• [抜粋した文章]
OTONA SALONE / 2019年10月15日 21時0分

ズルいってのは、一般的な考えと解釈では、法的に罪に問われるほどではなくてもあまり正しくない手段で得をした、とか。正々堂々、正攻法、正面からは行かず、裏から手を回しただの横入りしただのいわれる方法で、何かを獲得する、って感じか。

そりゃまあ、そういうのを目の当たりにすれば私だってズルいわね、といいたくなるが、自分のこととなれば、「これは戦略」「要領よくやった」「なかなか私って頭いい」といった言い訳、いや、自慢までするかもしれないわ。

 

「ホラー大賞が欲しい」と思ったとき

私はどうしても作家になりたい、あの憧れのホラー大賞が欲しいとなったとき、それまでの受賞作である、科学の基礎知識と高度な研究の成果を基にした『パラサイト・イヴ』、綿密な取材と実体験に裏打ちされた保険金詐欺を題材にした『黒い家』を読み、

「この人達に、正面からぶつかって勝てるわけがない。真っ向勝負は無駄でしかない」と考えた。

前者は、作家自身がその分野の立派な学者であり、後者の作家も有名な保険会社にお勤めだったのだ。対する私は、ちゃんとした勉強も勤めもしてないただの人。

だから、彼らの来ない分野に行き、彼らの上がらない土俵に上がろうと考え、明治の岡山県が舞台の土俗、土着ホラーを書いた。そして、大賞を取った。

• [データ一覧]
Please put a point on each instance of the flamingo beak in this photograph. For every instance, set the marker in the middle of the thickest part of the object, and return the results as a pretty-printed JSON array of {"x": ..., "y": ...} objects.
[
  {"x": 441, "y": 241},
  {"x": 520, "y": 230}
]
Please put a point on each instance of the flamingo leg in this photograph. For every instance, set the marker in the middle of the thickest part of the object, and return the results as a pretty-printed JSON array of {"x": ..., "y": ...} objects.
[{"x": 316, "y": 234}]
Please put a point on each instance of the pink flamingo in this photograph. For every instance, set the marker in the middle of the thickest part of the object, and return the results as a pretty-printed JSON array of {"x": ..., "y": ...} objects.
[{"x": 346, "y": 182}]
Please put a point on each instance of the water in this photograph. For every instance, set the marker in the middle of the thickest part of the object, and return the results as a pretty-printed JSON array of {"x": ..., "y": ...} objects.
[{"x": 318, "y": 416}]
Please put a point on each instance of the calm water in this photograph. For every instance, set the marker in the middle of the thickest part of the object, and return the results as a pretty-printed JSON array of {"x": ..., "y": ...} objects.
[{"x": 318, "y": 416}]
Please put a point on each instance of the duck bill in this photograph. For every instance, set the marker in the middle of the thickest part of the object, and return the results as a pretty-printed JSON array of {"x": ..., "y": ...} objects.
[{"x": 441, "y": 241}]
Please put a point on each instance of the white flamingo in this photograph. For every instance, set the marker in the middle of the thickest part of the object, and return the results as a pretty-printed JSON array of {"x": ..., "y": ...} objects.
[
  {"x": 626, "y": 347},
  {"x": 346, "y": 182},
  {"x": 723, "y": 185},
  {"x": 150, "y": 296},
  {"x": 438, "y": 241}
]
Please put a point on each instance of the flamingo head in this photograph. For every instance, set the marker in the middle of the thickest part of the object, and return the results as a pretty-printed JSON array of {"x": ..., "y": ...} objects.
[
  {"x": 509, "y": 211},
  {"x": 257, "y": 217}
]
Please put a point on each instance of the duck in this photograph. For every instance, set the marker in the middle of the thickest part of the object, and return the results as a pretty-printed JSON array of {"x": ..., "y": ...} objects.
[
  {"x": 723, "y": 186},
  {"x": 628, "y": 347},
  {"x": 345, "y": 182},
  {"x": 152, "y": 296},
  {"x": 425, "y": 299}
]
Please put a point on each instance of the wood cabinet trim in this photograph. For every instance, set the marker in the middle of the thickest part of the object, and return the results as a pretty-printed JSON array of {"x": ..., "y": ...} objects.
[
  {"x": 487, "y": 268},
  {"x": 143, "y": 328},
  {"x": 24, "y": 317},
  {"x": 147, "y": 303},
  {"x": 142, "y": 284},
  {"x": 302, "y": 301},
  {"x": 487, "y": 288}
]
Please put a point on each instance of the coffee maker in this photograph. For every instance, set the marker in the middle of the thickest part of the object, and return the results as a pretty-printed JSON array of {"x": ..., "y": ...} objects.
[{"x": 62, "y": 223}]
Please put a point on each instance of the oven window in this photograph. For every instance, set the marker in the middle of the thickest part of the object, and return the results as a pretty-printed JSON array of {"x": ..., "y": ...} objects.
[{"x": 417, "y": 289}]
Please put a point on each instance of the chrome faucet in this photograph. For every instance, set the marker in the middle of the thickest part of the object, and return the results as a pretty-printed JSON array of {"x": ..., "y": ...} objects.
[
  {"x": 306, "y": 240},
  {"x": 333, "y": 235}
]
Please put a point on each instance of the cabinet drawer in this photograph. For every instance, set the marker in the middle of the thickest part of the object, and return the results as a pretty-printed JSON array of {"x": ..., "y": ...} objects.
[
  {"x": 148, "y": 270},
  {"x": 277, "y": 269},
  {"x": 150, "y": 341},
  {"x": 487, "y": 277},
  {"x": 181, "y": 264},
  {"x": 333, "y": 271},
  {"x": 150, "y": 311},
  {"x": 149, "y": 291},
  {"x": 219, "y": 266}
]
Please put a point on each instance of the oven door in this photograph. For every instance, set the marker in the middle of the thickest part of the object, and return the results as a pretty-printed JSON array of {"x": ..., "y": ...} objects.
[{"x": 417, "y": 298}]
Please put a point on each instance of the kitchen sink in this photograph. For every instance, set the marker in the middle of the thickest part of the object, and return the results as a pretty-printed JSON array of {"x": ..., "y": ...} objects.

• [課題の指示]
a – 抜粋した文章の一部を、「ズルいってのは、一般的な考え」を含むところから書き始め、「強も勤めもしてないただの人。」で終えて、一字も変えずに書き写してください。
b – 抜粋した文章によると、筆者が大賞を取った作品はどの時代のどこを舞台にしていましたか。

• [期待される結果]
a –
ズルいってのは、一般的な考えと解釈では、法的に罪に問われるほどではなくてもあまり正しくない手段で得をした、とか。正々堂々、正攻法、正面からは行かず、裏から手を回しただの横入りしただのいわれる方法で、何かを獲得する、って感じか。

そりゃまあ、そういうのを目の当たりにすれば私だってズルいわね、といいたくなるが、自分のこととなれば、「これは戦略」「要領よくやった」「なかなか私って頭いい」といった言い訳、いや、自慢までするかもしれないわ。

 

「ホラー大賞が欲しい」と思ったとき

私はどうしても作家になりたい、あの憧れのホラー大賞が欲しいとなったとき、それまでの受賞作である、科学の基礎知識と高度な研究の成果を基にした『パラサイト・イヴ』、綿密な取材と実体験に裏打ちされた保険金詐欺を題材にした『黒い家』を読み、

「この人達に、正面からぶつかって勝てるわけがない。真っ向勝負は無駄でしかない」と考えた。

前者は、作家自身がその分野の立派な学者であり、後者の作家も有名な保険会社にお勤めだったのだ。対する私は、ちゃんとした勉強も勤めもしてないただの人。

b – 明治の岡山県が舞台の土俗、土着ホラーです。